◆ **DATASET**:
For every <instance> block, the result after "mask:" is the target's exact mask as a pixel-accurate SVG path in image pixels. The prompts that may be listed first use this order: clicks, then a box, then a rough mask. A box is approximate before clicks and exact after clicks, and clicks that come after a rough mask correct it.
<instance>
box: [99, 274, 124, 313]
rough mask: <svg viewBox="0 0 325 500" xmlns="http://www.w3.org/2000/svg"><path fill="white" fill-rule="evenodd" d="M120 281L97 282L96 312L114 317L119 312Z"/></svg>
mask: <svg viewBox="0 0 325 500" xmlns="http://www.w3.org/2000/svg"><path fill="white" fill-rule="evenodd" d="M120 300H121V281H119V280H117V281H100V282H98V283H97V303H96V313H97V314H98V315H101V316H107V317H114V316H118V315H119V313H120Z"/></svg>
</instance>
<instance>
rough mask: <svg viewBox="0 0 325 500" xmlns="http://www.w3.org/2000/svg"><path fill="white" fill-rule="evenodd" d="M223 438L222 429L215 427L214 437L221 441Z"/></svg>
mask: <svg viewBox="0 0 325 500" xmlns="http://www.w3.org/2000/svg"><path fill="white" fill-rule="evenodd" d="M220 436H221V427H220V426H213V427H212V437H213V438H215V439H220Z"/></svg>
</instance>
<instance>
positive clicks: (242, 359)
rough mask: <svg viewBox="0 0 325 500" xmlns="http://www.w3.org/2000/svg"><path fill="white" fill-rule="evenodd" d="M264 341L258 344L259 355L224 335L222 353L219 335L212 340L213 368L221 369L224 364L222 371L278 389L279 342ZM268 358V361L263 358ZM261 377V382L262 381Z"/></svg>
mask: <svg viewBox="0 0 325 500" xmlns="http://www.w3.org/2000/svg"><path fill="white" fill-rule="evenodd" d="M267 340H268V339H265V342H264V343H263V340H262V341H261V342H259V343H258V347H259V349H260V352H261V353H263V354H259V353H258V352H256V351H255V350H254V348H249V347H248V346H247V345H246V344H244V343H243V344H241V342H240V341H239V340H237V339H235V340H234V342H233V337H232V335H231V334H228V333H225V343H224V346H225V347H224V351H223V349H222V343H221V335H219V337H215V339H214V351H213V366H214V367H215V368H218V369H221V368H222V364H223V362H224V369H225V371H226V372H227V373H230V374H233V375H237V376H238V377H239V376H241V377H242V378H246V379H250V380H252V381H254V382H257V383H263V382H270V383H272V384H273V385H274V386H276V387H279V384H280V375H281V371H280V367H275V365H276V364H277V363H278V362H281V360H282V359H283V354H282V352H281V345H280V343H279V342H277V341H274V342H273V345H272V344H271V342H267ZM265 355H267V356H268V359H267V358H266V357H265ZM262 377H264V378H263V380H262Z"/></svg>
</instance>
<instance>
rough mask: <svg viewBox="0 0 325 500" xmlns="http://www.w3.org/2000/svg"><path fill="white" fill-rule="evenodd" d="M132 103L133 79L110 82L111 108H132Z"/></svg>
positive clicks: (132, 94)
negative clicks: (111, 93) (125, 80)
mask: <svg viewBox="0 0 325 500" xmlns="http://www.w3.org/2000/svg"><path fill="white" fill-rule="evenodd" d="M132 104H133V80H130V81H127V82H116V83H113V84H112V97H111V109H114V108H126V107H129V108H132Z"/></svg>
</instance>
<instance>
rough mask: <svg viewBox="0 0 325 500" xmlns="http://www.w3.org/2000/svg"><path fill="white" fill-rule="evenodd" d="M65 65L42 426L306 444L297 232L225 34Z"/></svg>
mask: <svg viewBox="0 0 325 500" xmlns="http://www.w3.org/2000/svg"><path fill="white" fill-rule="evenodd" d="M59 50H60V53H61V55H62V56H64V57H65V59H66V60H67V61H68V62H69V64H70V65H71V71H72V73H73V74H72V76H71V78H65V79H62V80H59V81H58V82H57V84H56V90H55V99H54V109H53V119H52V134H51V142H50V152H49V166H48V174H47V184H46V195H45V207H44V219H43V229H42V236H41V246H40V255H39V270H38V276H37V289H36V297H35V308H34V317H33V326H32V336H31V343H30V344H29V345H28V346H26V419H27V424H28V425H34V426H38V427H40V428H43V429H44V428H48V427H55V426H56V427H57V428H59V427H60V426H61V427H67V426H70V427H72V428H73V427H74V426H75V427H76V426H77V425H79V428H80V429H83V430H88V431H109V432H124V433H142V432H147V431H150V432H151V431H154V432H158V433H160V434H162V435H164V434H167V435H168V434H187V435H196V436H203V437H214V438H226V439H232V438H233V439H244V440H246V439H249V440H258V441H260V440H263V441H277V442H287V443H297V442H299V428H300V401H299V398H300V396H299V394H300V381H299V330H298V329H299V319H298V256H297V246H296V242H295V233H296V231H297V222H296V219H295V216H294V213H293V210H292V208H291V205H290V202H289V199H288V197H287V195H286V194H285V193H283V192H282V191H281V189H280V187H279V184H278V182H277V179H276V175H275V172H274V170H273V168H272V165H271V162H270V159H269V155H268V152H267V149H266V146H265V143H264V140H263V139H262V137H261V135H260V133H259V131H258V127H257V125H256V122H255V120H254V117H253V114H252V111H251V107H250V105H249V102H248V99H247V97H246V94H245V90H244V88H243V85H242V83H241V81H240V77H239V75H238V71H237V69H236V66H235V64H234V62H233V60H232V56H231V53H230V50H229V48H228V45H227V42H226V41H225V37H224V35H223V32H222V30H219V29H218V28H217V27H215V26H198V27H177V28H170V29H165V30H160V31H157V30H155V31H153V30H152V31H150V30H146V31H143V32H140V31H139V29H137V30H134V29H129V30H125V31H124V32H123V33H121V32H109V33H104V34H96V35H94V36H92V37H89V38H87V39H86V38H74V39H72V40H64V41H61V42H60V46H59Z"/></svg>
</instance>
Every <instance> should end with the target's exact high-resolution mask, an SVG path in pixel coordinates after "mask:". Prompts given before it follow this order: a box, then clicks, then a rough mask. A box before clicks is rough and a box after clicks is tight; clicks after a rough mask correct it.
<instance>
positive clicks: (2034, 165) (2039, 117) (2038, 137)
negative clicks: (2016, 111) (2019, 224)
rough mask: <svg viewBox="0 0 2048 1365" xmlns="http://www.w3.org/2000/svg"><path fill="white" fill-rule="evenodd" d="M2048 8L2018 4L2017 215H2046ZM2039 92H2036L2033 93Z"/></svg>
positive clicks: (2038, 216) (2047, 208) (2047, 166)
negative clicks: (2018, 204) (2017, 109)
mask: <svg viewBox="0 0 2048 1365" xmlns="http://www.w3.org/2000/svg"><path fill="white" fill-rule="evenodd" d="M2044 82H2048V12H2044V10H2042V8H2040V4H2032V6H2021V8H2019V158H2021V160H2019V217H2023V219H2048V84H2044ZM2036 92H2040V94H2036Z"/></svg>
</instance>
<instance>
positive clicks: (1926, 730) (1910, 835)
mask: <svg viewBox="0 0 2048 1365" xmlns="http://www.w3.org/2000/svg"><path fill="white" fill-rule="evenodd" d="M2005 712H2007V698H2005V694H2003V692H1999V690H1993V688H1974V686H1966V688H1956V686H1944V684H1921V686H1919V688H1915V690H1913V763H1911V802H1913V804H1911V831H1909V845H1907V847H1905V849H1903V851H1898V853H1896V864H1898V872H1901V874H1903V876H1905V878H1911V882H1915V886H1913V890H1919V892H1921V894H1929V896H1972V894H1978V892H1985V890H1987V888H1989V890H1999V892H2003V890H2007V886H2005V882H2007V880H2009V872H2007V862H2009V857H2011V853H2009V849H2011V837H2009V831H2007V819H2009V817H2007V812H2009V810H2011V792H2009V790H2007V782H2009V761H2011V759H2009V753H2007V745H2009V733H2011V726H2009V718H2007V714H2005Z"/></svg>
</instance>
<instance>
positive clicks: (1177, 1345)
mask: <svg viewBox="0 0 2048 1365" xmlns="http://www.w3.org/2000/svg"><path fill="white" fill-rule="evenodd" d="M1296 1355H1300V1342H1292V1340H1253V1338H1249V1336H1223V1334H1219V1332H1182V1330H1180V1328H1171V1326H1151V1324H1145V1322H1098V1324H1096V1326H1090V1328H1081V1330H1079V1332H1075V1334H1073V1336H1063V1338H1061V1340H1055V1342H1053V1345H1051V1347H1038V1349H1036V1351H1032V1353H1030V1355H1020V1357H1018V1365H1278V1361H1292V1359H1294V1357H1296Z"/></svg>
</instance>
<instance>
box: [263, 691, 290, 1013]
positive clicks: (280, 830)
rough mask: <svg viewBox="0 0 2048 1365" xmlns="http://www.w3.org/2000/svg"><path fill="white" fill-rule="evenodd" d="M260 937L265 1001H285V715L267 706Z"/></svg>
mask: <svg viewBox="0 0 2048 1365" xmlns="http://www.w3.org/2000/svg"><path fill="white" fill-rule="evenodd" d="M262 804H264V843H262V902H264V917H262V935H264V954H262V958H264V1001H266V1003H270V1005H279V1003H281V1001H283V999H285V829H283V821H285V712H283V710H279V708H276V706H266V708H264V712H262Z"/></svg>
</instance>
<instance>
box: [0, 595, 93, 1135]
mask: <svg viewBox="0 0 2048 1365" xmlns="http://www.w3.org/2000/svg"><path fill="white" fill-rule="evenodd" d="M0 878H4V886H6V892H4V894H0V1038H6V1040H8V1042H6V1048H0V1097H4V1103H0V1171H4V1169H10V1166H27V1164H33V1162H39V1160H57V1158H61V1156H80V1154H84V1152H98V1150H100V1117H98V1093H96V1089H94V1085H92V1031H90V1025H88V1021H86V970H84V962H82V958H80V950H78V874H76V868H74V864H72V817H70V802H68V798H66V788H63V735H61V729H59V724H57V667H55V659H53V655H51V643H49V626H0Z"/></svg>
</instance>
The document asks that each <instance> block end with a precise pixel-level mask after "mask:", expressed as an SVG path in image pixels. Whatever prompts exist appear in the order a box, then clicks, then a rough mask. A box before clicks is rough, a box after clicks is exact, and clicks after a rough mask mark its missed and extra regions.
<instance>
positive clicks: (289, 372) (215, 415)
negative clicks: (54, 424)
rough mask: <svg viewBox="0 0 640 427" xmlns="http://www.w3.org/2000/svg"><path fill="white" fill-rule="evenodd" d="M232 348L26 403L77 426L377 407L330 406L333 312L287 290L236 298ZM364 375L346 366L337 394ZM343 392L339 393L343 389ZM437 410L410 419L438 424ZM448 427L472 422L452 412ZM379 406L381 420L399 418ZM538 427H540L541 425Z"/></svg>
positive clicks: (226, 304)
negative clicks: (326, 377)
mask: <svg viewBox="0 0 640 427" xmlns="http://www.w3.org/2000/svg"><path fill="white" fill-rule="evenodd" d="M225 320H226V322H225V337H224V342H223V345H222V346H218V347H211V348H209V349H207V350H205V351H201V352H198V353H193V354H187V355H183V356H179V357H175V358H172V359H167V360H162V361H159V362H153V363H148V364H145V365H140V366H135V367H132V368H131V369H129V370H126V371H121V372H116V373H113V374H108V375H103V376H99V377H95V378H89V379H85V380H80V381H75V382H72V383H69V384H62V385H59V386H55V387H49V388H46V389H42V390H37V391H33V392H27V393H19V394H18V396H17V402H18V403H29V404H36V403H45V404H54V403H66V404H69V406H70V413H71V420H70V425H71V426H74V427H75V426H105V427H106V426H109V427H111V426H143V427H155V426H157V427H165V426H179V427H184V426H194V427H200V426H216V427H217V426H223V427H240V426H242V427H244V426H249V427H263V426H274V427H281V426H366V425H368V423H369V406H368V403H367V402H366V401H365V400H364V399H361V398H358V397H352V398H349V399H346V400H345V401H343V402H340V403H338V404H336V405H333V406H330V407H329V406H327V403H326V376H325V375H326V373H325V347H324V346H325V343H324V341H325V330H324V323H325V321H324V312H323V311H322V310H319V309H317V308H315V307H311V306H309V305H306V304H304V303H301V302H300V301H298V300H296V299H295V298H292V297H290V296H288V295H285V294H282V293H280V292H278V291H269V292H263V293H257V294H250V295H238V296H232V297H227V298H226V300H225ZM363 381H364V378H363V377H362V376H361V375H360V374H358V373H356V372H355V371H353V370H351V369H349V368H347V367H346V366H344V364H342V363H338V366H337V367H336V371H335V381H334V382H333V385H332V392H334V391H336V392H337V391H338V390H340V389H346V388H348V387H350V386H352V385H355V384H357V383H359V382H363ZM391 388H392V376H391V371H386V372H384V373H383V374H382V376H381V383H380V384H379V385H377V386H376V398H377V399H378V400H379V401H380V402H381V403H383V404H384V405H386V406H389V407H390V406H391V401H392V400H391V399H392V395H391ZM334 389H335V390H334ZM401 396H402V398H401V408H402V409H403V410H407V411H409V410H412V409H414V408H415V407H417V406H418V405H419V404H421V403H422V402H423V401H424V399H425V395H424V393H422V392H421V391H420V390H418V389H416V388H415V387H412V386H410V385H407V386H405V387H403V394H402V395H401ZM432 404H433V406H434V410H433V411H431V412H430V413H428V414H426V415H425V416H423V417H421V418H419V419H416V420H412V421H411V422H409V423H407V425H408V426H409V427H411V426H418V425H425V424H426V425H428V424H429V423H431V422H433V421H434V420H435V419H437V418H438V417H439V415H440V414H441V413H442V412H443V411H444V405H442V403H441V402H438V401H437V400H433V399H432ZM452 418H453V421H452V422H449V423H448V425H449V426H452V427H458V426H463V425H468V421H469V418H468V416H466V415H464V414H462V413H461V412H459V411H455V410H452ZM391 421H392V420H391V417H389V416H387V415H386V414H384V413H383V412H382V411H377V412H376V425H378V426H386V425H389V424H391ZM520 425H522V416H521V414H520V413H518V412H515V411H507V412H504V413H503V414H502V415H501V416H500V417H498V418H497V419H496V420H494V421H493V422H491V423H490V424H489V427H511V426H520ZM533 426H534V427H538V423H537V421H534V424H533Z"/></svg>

◆ **WORK REQUIRED**: Lines containing the string "that" are the ones to copy from the entries above.

◆ **RESPONSE TO THE EXERCISE**:
For every <instance> block, the result after "mask:" is the target's exact mask as a pixel-accurate SVG path in image pixels. The prompts that may be listed first use this order: clicks, then a box, then a rough mask. A box is approximate before clicks and exact after clicks, and clicks that come after a rough mask correct it.
The document asks that each <instance> block end with a precise pixel-level mask after "mask:", expressed as an SVG path in image pixels. Whatever prompts exist appear in the order a box, then clicks, then a rough mask. A box before clicks is rough, a box after clicks is exact, and clicks after a rough mask mark its missed and extra regions.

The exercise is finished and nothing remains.